▸ **PROBLEM STATEMENT**: Please render every line of the rows below as a JSON list of strings, one string per line, leaving out blank lines.

▸ **RECORDS SHOWN**:

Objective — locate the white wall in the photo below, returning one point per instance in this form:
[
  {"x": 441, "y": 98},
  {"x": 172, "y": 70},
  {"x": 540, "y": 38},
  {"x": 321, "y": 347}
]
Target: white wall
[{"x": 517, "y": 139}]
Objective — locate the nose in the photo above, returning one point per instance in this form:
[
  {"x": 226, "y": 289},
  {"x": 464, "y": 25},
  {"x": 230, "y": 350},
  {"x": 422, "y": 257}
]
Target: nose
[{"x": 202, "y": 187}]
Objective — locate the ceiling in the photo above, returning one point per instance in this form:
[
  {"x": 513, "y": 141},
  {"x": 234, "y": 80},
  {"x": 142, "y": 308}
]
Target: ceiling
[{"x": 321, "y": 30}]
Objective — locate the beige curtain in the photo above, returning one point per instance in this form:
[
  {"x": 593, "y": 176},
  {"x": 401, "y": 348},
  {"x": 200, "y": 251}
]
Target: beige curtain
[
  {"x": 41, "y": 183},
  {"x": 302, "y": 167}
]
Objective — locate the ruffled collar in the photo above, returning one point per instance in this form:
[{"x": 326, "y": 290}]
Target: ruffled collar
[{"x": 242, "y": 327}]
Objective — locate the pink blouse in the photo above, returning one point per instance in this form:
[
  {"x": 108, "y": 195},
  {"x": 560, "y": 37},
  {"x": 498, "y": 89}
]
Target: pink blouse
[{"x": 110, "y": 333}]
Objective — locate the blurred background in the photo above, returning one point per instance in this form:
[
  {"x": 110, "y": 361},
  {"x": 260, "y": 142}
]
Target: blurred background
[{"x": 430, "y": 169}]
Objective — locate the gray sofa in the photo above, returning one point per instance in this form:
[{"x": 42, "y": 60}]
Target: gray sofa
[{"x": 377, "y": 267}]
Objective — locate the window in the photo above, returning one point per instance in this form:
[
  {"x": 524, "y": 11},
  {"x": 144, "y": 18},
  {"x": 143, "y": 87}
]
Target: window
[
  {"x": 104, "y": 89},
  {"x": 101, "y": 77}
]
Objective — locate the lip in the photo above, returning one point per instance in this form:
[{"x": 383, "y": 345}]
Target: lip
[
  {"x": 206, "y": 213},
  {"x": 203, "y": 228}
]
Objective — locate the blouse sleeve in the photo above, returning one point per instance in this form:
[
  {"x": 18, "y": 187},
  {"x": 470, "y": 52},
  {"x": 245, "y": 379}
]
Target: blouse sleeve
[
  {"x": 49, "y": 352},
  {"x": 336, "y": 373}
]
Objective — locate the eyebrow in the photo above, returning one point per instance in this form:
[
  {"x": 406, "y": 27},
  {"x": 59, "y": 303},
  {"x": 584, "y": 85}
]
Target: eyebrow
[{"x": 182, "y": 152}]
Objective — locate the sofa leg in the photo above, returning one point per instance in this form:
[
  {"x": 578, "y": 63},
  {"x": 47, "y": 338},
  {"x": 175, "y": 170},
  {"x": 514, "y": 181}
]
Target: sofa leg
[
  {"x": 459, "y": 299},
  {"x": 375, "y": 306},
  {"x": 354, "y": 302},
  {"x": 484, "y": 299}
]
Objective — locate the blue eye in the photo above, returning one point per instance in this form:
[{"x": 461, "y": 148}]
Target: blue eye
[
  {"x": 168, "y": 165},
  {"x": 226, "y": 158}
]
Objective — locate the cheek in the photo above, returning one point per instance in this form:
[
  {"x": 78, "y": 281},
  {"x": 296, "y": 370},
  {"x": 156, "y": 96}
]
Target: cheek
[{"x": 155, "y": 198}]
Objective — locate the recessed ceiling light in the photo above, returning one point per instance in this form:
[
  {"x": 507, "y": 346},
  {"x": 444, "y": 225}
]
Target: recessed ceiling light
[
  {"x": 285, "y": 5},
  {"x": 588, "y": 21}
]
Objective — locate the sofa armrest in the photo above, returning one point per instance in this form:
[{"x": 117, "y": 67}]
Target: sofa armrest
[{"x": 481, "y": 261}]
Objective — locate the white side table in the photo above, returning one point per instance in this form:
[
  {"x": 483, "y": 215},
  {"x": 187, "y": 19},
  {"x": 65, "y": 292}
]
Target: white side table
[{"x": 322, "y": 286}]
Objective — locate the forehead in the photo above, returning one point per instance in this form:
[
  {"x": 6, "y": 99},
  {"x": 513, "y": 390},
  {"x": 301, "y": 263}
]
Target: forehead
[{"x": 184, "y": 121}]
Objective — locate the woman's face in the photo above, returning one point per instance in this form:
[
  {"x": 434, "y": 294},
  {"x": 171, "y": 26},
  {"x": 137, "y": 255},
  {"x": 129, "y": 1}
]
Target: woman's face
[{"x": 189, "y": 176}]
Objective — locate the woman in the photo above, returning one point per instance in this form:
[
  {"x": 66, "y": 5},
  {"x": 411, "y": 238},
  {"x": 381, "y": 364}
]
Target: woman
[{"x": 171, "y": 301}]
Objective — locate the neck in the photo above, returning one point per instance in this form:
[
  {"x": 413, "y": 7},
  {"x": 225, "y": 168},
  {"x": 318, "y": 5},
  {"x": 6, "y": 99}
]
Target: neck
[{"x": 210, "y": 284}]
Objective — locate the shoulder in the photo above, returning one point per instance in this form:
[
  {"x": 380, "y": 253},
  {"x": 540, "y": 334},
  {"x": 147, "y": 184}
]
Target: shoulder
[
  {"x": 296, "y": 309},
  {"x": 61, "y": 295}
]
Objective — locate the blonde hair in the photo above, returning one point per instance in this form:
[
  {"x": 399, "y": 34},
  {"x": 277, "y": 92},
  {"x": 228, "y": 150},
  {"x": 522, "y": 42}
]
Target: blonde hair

▸ **RESPONSE TO THIS TASK**:
[
  "Objective — locate the white wall in the photo below, returning one point per instance in this form:",
  "[",
  "  {\"x\": 441, \"y\": 98},",
  "  {\"x\": 172, \"y\": 70},",
  "  {\"x\": 540, \"y\": 38},",
  "  {\"x\": 321, \"y\": 347}",
  "]",
  "Target: white wall",
  "[{\"x\": 517, \"y\": 139}]",
  "Objective — locate the nose in the photo above, returning one point per instance in this form:",
  "[",
  "  {\"x\": 226, \"y\": 289},",
  "  {\"x\": 464, \"y\": 25},",
  "  {\"x\": 230, \"y\": 350},",
  "  {\"x\": 422, \"y\": 257}",
  "]",
  "Target: nose",
  "[{\"x\": 202, \"y\": 187}]",
  "Objective — locate the ceiling in the photo above, returning one point per instance in this form:",
  "[",
  "  {\"x\": 513, \"y\": 141},",
  "  {\"x\": 234, \"y\": 80},",
  "  {\"x\": 142, \"y\": 308}",
  "]",
  "Target: ceiling",
  "[{\"x\": 321, \"y\": 30}]",
  "Objective — locate the beige curtain in the photo above, returning one point per instance in this form:",
  "[",
  "  {\"x\": 593, \"y\": 176},",
  "  {\"x\": 401, \"y\": 348},",
  "  {\"x\": 200, \"y\": 251}",
  "]",
  "Target: beige curtain",
  "[",
  "  {\"x\": 41, \"y\": 183},",
  "  {\"x\": 302, \"y\": 167}",
  "]",
  "Objective — locate the ruffled collar in the photo above, returning one point per instance in this form:",
  "[{\"x\": 326, \"y\": 290}]",
  "Target: ruffled collar",
  "[{\"x\": 242, \"y\": 327}]",
  "Objective — locate the pink blouse in the photo above, returning one point per instance in this form:",
  "[",
  "  {\"x\": 108, \"y\": 195},",
  "  {\"x\": 560, \"y\": 37},",
  "  {\"x\": 498, \"y\": 89}",
  "]",
  "Target: pink blouse",
  "[{\"x\": 110, \"y\": 333}]",
  "Objective — locate the blurred background in the photo above, returning one point per instance in this form:",
  "[",
  "  {\"x\": 110, \"y\": 361},",
  "  {\"x\": 260, \"y\": 142}",
  "]",
  "Target: blurred background",
  "[{\"x\": 430, \"y\": 169}]",
  "Objective — locate the gray sofa in the photo above, returning one point per instance in this form:",
  "[{\"x\": 42, \"y\": 60}]",
  "Target: gray sofa",
  "[{\"x\": 377, \"y\": 267}]",
  "Objective — locate the window in the photo above, returning one point per instance in this form:",
  "[",
  "  {\"x\": 524, \"y\": 11},",
  "  {\"x\": 144, \"y\": 18},",
  "  {\"x\": 143, \"y\": 87}",
  "]",
  "Target: window",
  "[",
  "  {\"x\": 104, \"y\": 89},",
  "  {\"x\": 101, \"y\": 77}",
  "]",
  "Objective — locate the lip in the photo above, returning one point per instance in this form:",
  "[{\"x\": 383, \"y\": 345}]",
  "Target: lip",
  "[",
  "  {\"x\": 206, \"y\": 213},",
  "  {\"x\": 203, \"y\": 228}",
  "]",
  "Objective — locate the blouse sleeve in the photo above, returning one point per instance in this form:",
  "[",
  "  {\"x\": 18, \"y\": 187},",
  "  {\"x\": 470, \"y\": 52},",
  "  {\"x\": 245, \"y\": 379}",
  "]",
  "Target: blouse sleeve",
  "[",
  "  {\"x\": 49, \"y\": 352},",
  "  {\"x\": 336, \"y\": 373}",
  "]",
  "Objective — locate the eyebrow in the photo above, returning one point per instance in this form:",
  "[",
  "  {\"x\": 406, \"y\": 27},",
  "  {\"x\": 59, \"y\": 303},",
  "  {\"x\": 584, \"y\": 85}",
  "]",
  "Target: eyebrow",
  "[{\"x\": 182, \"y\": 152}]",
  "Objective — locate the sofa leg in the photo above, returning one point per instance in this form:",
  "[",
  "  {\"x\": 578, \"y\": 63},",
  "  {\"x\": 47, \"y\": 338},",
  "  {\"x\": 175, \"y\": 170},",
  "  {\"x\": 514, \"y\": 181}",
  "]",
  "Target: sofa leg",
  "[",
  "  {\"x\": 459, \"y\": 299},",
  "  {\"x\": 375, \"y\": 306},",
  "  {\"x\": 354, \"y\": 302},",
  "  {\"x\": 484, \"y\": 299}",
  "]",
  "Objective — locate the blue eye in the photo above, returning one point per instance in this form:",
  "[{\"x\": 461, \"y\": 148}]",
  "Target: blue eye",
  "[",
  "  {\"x\": 168, \"y\": 165},",
  "  {\"x\": 226, \"y\": 158}",
  "]",
  "Objective — locate the cheek in the photo above, returning one point per instance in this form:",
  "[",
  "  {\"x\": 78, \"y\": 281},",
  "  {\"x\": 296, \"y\": 370},",
  "  {\"x\": 156, \"y\": 96}",
  "]",
  "Target: cheek",
  "[{\"x\": 155, \"y\": 198}]",
  "Objective — locate the recessed ceiling light in the photo above, returning one point per instance in this form:",
  "[",
  "  {\"x\": 507, \"y\": 346},",
  "  {\"x\": 444, \"y\": 225}",
  "]",
  "Target: recessed ceiling light",
  "[",
  "  {\"x\": 285, \"y\": 5},",
  "  {\"x\": 588, \"y\": 21}",
  "]",
  "Objective — locate the sofa armrest in the photo above, returning one point per instance in this form:",
  "[{\"x\": 117, \"y\": 67}]",
  "Target: sofa armrest",
  "[{\"x\": 481, \"y\": 261}]",
  "Objective — locate the white side table in the photo above, returning one point per instance in this form:",
  "[",
  "  {\"x\": 483, \"y\": 215},",
  "  {\"x\": 187, \"y\": 19},",
  "  {\"x\": 65, \"y\": 292}",
  "]",
  "Target: white side table",
  "[{\"x\": 322, \"y\": 286}]",
  "Objective — locate the forehead in the photo above, returning one point per instance in this form:",
  "[",
  "  {\"x\": 6, \"y\": 99},",
  "  {\"x\": 513, \"y\": 390},",
  "  {\"x\": 301, \"y\": 263}",
  "]",
  "Target: forehead",
  "[{\"x\": 184, \"y\": 121}]",
  "Objective — locate the woman's face in the photo above, returning one point per instance in this form:",
  "[",
  "  {\"x\": 434, \"y\": 294},",
  "  {\"x\": 171, \"y\": 26},",
  "  {\"x\": 137, \"y\": 255},",
  "  {\"x\": 129, \"y\": 1}",
  "]",
  "Target: woman's face",
  "[{\"x\": 189, \"y\": 176}]",
  "Objective — locate the woman in the photo above, returning one point per instance in this form:",
  "[",
  "  {\"x\": 66, \"y\": 5},",
  "  {\"x\": 411, \"y\": 238},",
  "  {\"x\": 381, \"y\": 364}",
  "]",
  "Target: woman",
  "[{\"x\": 171, \"y\": 301}]",
  "Objective — locate the neck in the photo above, returning one point per instance in this form:",
  "[",
  "  {\"x\": 413, \"y\": 7},",
  "  {\"x\": 225, \"y\": 168},",
  "  {\"x\": 318, \"y\": 5},",
  "  {\"x\": 6, \"y\": 99}",
  "]",
  "Target: neck",
  "[{\"x\": 210, \"y\": 284}]",
  "Objective — locate the shoulder in the photo above, returning one point per instance in this form:",
  "[",
  "  {\"x\": 380, \"y\": 253},",
  "  {\"x\": 540, \"y\": 334},",
  "  {\"x\": 147, \"y\": 184}",
  "]",
  "Target: shoulder",
  "[",
  "  {\"x\": 296, \"y\": 309},",
  "  {\"x\": 61, \"y\": 295}",
  "]",
  "Objective — locate the blonde hair in the photo above, returning one point per instance in this form:",
  "[",
  "  {\"x\": 399, \"y\": 34},",
  "  {\"x\": 277, \"y\": 92},",
  "  {\"x\": 228, \"y\": 150},",
  "  {\"x\": 522, \"y\": 42}",
  "]",
  "Target: blonde hair"
]